- **PROBLEM TO WORK ON**: Reprint the listing. Every line must match the original exactly.

- **THE DATA**:

==========

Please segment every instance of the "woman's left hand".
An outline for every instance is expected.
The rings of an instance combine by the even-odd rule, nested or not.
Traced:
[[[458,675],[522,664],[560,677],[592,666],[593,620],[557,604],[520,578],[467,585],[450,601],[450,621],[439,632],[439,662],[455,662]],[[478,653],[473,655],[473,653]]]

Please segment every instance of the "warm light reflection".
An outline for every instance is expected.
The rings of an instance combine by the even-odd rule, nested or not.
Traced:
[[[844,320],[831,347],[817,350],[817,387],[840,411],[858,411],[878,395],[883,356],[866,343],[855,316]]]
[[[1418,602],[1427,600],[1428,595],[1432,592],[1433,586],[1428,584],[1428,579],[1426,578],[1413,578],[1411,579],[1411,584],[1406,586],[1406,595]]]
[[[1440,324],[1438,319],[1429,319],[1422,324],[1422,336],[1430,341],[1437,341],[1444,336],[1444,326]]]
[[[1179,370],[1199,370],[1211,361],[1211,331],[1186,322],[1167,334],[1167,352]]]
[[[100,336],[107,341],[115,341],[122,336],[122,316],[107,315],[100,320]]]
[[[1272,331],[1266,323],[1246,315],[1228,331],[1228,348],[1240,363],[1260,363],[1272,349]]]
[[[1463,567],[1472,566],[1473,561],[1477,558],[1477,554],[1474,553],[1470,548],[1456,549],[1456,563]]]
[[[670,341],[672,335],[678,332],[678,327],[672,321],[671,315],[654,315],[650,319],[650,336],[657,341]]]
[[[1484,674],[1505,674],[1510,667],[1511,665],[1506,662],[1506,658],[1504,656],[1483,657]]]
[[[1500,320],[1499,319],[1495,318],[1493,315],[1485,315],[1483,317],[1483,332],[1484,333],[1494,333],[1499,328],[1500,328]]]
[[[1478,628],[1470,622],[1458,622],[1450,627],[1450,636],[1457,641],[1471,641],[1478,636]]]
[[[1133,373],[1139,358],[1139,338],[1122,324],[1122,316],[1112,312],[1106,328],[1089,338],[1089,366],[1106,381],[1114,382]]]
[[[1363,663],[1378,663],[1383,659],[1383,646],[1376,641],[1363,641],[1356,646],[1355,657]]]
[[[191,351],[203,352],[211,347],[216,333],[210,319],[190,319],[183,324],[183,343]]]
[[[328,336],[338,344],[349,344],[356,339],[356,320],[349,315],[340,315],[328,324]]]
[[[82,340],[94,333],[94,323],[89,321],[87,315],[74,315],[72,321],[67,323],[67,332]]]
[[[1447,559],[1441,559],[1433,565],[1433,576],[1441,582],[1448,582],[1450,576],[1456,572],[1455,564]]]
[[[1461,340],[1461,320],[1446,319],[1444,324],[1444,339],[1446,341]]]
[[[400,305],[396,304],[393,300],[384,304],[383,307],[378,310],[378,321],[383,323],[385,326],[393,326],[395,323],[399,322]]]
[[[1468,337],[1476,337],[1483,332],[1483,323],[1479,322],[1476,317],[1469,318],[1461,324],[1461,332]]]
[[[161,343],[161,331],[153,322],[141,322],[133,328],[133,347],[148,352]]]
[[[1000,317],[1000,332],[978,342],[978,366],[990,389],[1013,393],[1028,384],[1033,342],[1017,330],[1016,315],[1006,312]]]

==========

- **SOLUTION BELOW**:
Please segment every instance of the "woman's left hand".
An outline for every instance is expected.
The rings of an instance combine by the even-odd rule, nested or not.
Traced:
[[[458,675],[522,664],[560,677],[592,666],[593,620],[557,604],[520,578],[467,585],[450,601],[450,621],[439,632],[439,662],[455,662]],[[478,653],[473,655],[473,653]]]

Please segment every instance of the "warm light reflection".
An outline for every instance is expected.
The rings of an instance combine by the even-odd rule, nested or not.
Traced:
[[[844,320],[831,347],[817,350],[817,387],[840,411],[858,411],[878,395],[883,356],[866,343],[855,316]]]
[[[1418,602],[1427,600],[1428,595],[1432,592],[1433,586],[1428,584],[1428,579],[1426,578],[1413,578],[1411,579],[1411,584],[1406,586],[1406,595]]]
[[[1440,324],[1438,319],[1429,319],[1422,324],[1422,336],[1430,341],[1437,341],[1444,336],[1444,326]]]
[[[1179,370],[1199,370],[1211,361],[1211,331],[1186,322],[1167,334],[1167,352]]]
[[[100,336],[107,341],[115,341],[122,336],[122,316],[107,315],[100,320]]]
[[[1272,331],[1266,323],[1246,315],[1228,331],[1228,348],[1240,363],[1260,363],[1272,349]]]
[[[1463,567],[1472,566],[1473,561],[1477,558],[1477,554],[1474,553],[1470,548],[1456,549],[1456,563]]]
[[[670,341],[672,335],[678,332],[678,327],[672,321],[671,315],[654,315],[650,319],[650,336],[657,341]]]
[[[1484,674],[1505,674],[1510,667],[1511,665],[1506,662],[1506,658],[1504,656],[1483,657]]]
[[[1500,320],[1499,319],[1495,318],[1493,315],[1485,315],[1483,317],[1483,332],[1484,333],[1494,333],[1499,328],[1500,328]]]
[[[1478,628],[1470,622],[1458,622],[1450,627],[1450,636],[1457,641],[1471,641],[1478,636]]]
[[[1133,373],[1139,358],[1139,338],[1122,324],[1122,316],[1112,312],[1106,328],[1089,338],[1089,366],[1106,381],[1114,382]]]
[[[1363,663],[1378,663],[1383,659],[1383,646],[1376,641],[1363,641],[1356,646],[1355,657]]]
[[[191,351],[203,352],[211,347],[216,333],[210,319],[190,319],[183,324],[183,343]]]
[[[328,336],[338,344],[349,344],[356,339],[356,320],[349,315],[340,315],[328,324]]]
[[[82,340],[94,333],[94,323],[89,321],[87,315],[74,315],[72,321],[67,323],[67,332]]]
[[[1447,559],[1441,559],[1433,565],[1433,576],[1441,582],[1448,582],[1450,576],[1456,572],[1455,564]]]
[[[1461,340],[1461,320],[1446,319],[1444,324],[1444,339],[1446,341]]]
[[[400,305],[396,304],[393,300],[384,304],[383,307],[378,310],[378,321],[383,323],[385,326],[393,326],[395,323],[399,322]]]
[[[1468,337],[1476,337],[1483,332],[1483,323],[1479,322],[1476,317],[1469,318],[1461,324],[1461,332]]]
[[[161,343],[161,331],[153,322],[141,322],[133,328],[133,347],[148,352]]]
[[[1000,317],[1000,332],[978,342],[978,366],[990,389],[1013,393],[1028,384],[1033,342],[1017,330],[1016,315],[1006,312]]]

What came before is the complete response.